** YOUR TASK **
Once you have read the records below, restate them word for word.

** PROVIDED INFORMATION **
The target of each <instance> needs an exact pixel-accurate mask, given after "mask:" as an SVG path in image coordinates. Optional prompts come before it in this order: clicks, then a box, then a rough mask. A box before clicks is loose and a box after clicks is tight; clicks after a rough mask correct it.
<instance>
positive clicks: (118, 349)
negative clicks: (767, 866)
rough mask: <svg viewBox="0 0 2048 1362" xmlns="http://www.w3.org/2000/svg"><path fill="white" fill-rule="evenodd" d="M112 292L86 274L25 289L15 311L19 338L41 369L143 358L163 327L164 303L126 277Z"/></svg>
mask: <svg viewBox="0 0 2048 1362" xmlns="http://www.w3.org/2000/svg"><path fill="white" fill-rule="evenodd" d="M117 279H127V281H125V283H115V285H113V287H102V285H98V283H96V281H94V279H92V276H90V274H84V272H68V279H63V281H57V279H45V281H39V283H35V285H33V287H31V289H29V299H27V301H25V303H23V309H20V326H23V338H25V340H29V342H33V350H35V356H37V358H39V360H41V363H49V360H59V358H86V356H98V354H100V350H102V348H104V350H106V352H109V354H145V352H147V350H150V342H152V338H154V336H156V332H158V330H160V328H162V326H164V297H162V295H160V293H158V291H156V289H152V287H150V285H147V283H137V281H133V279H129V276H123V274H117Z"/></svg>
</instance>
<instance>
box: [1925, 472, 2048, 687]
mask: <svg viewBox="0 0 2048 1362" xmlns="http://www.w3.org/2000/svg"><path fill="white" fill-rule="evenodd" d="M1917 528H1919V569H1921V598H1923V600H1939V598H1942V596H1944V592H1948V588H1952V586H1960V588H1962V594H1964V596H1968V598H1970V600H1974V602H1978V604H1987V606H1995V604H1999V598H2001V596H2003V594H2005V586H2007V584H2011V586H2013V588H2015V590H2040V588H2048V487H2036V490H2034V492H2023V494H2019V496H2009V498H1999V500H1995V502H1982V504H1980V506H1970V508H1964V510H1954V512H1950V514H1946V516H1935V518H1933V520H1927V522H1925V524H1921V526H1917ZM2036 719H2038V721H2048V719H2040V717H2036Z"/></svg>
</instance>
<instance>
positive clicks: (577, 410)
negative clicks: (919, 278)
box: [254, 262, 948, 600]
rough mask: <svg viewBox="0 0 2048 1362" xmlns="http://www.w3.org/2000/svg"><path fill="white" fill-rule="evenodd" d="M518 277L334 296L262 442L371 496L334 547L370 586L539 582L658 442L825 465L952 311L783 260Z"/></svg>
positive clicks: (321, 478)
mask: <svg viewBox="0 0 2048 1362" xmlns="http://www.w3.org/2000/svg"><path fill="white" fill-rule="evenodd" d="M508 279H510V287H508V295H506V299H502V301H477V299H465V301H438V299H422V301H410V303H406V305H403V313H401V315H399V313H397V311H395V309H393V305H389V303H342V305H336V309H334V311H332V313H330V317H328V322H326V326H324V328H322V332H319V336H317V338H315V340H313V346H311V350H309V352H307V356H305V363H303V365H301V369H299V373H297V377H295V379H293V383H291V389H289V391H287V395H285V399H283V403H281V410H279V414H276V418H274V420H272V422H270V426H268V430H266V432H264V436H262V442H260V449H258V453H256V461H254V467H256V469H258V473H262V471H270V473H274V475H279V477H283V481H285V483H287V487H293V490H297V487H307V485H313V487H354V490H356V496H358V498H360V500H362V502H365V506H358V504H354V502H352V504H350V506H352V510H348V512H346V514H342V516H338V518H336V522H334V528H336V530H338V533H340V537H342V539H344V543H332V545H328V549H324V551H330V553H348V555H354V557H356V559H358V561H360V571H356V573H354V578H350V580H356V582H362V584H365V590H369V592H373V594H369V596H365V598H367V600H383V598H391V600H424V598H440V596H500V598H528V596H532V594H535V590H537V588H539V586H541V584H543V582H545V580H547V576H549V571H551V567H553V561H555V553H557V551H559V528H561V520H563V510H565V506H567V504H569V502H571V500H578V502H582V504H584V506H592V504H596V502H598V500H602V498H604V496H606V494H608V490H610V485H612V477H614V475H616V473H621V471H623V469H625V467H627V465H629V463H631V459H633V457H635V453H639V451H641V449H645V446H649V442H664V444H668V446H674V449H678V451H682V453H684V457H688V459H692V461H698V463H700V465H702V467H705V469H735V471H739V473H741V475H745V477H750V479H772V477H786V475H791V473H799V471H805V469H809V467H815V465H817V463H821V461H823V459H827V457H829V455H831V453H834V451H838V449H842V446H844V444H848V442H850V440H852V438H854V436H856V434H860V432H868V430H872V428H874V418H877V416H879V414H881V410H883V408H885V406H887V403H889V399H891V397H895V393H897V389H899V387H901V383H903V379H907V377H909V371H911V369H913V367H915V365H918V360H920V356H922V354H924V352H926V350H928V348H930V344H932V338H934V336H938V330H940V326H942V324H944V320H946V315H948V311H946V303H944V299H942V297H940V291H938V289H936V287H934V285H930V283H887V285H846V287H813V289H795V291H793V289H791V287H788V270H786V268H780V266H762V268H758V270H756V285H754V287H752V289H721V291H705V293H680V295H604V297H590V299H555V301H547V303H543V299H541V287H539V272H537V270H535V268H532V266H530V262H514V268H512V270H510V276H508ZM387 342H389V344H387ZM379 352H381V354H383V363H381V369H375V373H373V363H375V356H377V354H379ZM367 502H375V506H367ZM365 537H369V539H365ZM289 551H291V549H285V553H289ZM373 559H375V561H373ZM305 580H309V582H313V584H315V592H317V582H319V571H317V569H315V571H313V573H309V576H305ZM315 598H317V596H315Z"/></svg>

** RESULT OF THE TASK **
The target of each <instance> needs an exact pixel-accurate mask, given after "mask:" as an SVG path in image coordinates. Optional prompts come before it in this order: clicks, then a box, then a rough mask. A box before clicks is loose and a box after clicks is tight; clicks after a rough mask correct it.
<instance>
positive clicks: (118, 349)
negative clicks: (767, 866)
rough mask: <svg viewBox="0 0 2048 1362" xmlns="http://www.w3.org/2000/svg"><path fill="white" fill-rule="evenodd" d="M112 292L86 274L25 289L15 311L19 338L41 369L143 358L163 327L164 303L126 277Z"/></svg>
mask: <svg viewBox="0 0 2048 1362" xmlns="http://www.w3.org/2000/svg"><path fill="white" fill-rule="evenodd" d="M117 279H127V281H125V283H115V285H113V287H102V285H98V283H96V281H94V279H92V276H90V274H84V272H68V279H63V281H57V279H45V281H39V283H35V285H33V287H31V289H29V299H27V301H25V303H23V309H20V326H23V338H25V340H29V342H33V350H35V356H37V358H39V360H41V363H49V360H59V358H86V356H98V354H100V350H102V348H104V350H106V352H109V354H145V352H147V350H150V342H152V338H154V336H156V332H158V330H160V328H162V326H164V297H162V295H160V293H158V291H156V289H152V287H150V285H147V283H137V281H133V279H129V276H123V274H117Z"/></svg>
</instance>
<instance>
box: [1925, 472, 2048, 687]
mask: <svg viewBox="0 0 2048 1362" xmlns="http://www.w3.org/2000/svg"><path fill="white" fill-rule="evenodd" d="M1917 528H1919V569H1921V598H1923V600H1939V598H1942V596H1944V592H1948V588H1952V586H1960V588H1962V594H1964V596H1968V598H1970V600H1974V602H1978V604H1987V606H1995V604H1999V598H2001V596H2003V594H2005V586H2007V584H2011V586H2013V588H2015V590H2040V588H2048V487H2036V490H2034V492H2023V494H2019V496H2009V498H1999V500H1995V502H1982V504H1980V506H1970V508H1964V510H1954V512H1950V514H1946V516H1935V518H1933V520H1927V522H1925V524H1921V526H1917ZM2036 719H2038V721H2048V719H2040V717H2036Z"/></svg>
</instance>
<instance>
positive clicks: (577, 410)
negative clicks: (919, 278)
box: [254, 262, 948, 600]
rough mask: <svg viewBox="0 0 2048 1362" xmlns="http://www.w3.org/2000/svg"><path fill="white" fill-rule="evenodd" d="M518 277L334 296L262 442L371 496L334 547L370 586L539 582L658 442L825 465L952 311L783 260Z"/></svg>
positive clicks: (321, 478)
mask: <svg viewBox="0 0 2048 1362" xmlns="http://www.w3.org/2000/svg"><path fill="white" fill-rule="evenodd" d="M508 279H510V287H508V295H506V299H502V301H477V299H465V301H438V299H422V301H410V303H406V305H403V313H401V315H399V313H397V311H395V309H393V305H389V303H342V305H336V309H334V311H332V313H330V317H328V322H326V326H324V328H322V332H319V336H317V338H315V340H313V346H311V350H309V352H307V356H305V363H303V365H301V369H299V373H297V377H295V379H293V383H291V389H289V391H287V395H285V399H283V403H281V410H279V414H276V418H274V420H272V422H270V426H268V430H266V432H264V436H262V442H260V449H258V453H256V461H254V467H256V469H258V473H262V471H270V473H274V475H279V477H283V481H285V483H287V487H293V490H297V487H307V485H313V487H354V490H356V496H358V498H360V500H362V502H365V506H358V504H354V502H352V504H350V506H352V510H348V512H346V514H342V516H338V518H336V522H334V528H336V530H338V533H340V537H342V539H344V543H332V545H328V549H324V551H330V553H348V555H354V557H356V559H358V561H360V571H356V573H354V578H350V580H356V582H362V584H365V590H369V592H373V594H369V596H365V598H367V600H383V598H391V600H424V598H440V596H500V598H528V596H532V594H535V590H537V588H539V586H541V584H543V582H545V580H547V576H549V571H551V567H553V561H555V553H557V551H559V528H561V520H563V510H565V506H567V504H569V502H571V500H578V502H582V504H584V506H592V504H596V502H598V500H602V498H604V496H606V494H608V490H610V485H612V477H614V475H616V473H621V471H623V469H625V467H627V465H629V463H631V459H633V457H635V453H639V451H641V449H645V446H649V442H664V444H668V446H674V449H678V451H682V453H684V457H688V459H692V461H698V463H700V465H702V467H705V469H735V471H739V473H741V475H745V477H750V479H772V477H786V475H791V473H799V471H805V469H809V467H815V465H817V463H821V461H823V459H827V457H829V455H831V453H834V451H838V449H842V446H844V444H848V442H850V440H852V438H854V436H856V434H860V432H868V430H872V428H874V418H877V416H879V414H881V410H883V408H885V406H887V403H889V399H891V397H895V393H897V389H899V387H901V383H903V379H907V377H909V371H911V369H913V367H915V365H918V360H920V356H922V354H924V352H926V350H928V348H930V344H932V338H934V336H938V330H940V326H942V324H944V320H946V315H948V311H946V303H944V299H942V297H940V291H938V289H936V287H934V285H930V283H887V285H846V287H813V289H795V291H793V289H791V287H788V270H786V268H780V266H762V268H758V270H756V285H754V287H752V289H721V291H705V293H680V295H604V297H590V299H555V301H547V303H543V299H541V287H539V272H537V270H535V268H532V266H530V262H514V268H512V270H510V276H508ZM387 342H389V344H387ZM379 352H381V354H383V363H381V369H375V373H373V363H375V356H377V354H379ZM367 502H375V506H367ZM365 537H369V539H365ZM289 551H291V549H285V553H289ZM373 559H375V561H373ZM305 580H309V582H313V584H315V592H317V582H319V571H317V569H315V571H313V573H309V576H305ZM315 598H317V596H315Z"/></svg>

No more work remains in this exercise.